Pick up the model card for the 0.6B DeepSeek draft model right after its last line and keep writing it.

▶ [Source passage]:
────────────────────────────────────────

Safetensors
qwen2
draft
speculative-decoding

A 0.6B parameter draft (speculative decoding) model for use with DeepSeek-V3-0324 and DeepSeek-V3.

See DeepSeek-V3-DRAFT-0.6B-v2.0-GGUF for the models in gguf format for use with llama.cpp.


Extending the context above 32k

The current config.json is set for context length up to 32k tokens. Add the "rope_scaling" section to config.json to enable YaRN, eg:

To extend the context to 64k:

  "max_position_embeddings": 65536,
  ...
  "rope_scaling": {
    "factor": 2.0,
    "original_max_position_embeddings": 32768,
    "type": "yarn"
  },

To extend the context to 128k:

  "max_position_embeddings": 131072,
  ...

────────────────────────────────────────

▶ [Source data]:
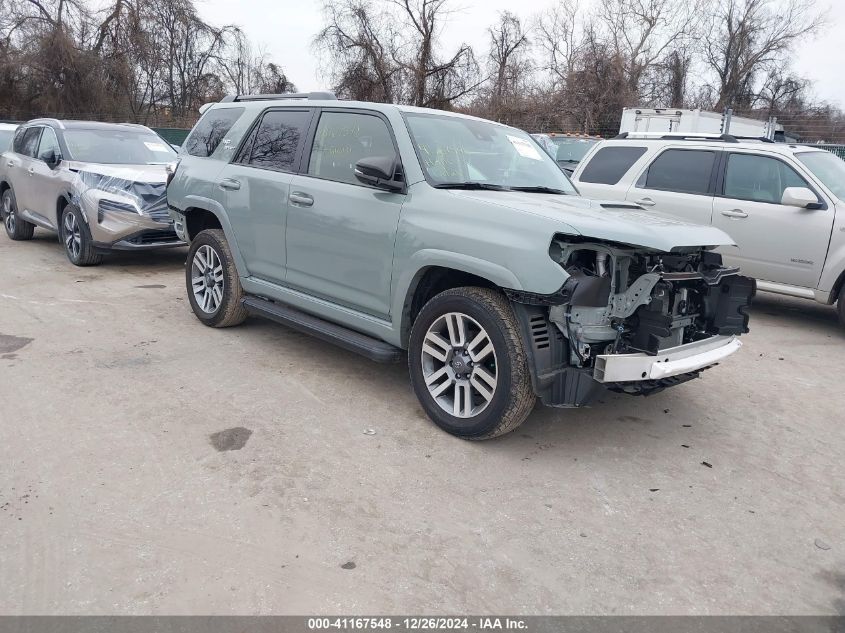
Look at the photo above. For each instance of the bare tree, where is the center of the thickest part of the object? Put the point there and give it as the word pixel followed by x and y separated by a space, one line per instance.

────────────────────────────────────────

▶ [Solved problem]:
  "rope_scaling": {
    "factor": 4.0,
    "original_max_position_embeddings": 32768,
    "type": "yarn"
  },

NOTE: Because llama.cpp uses "static-YaRN" the scaling factor remains constant regardless of input length! Only add the rope_scaling configuration when processing long contexts is required...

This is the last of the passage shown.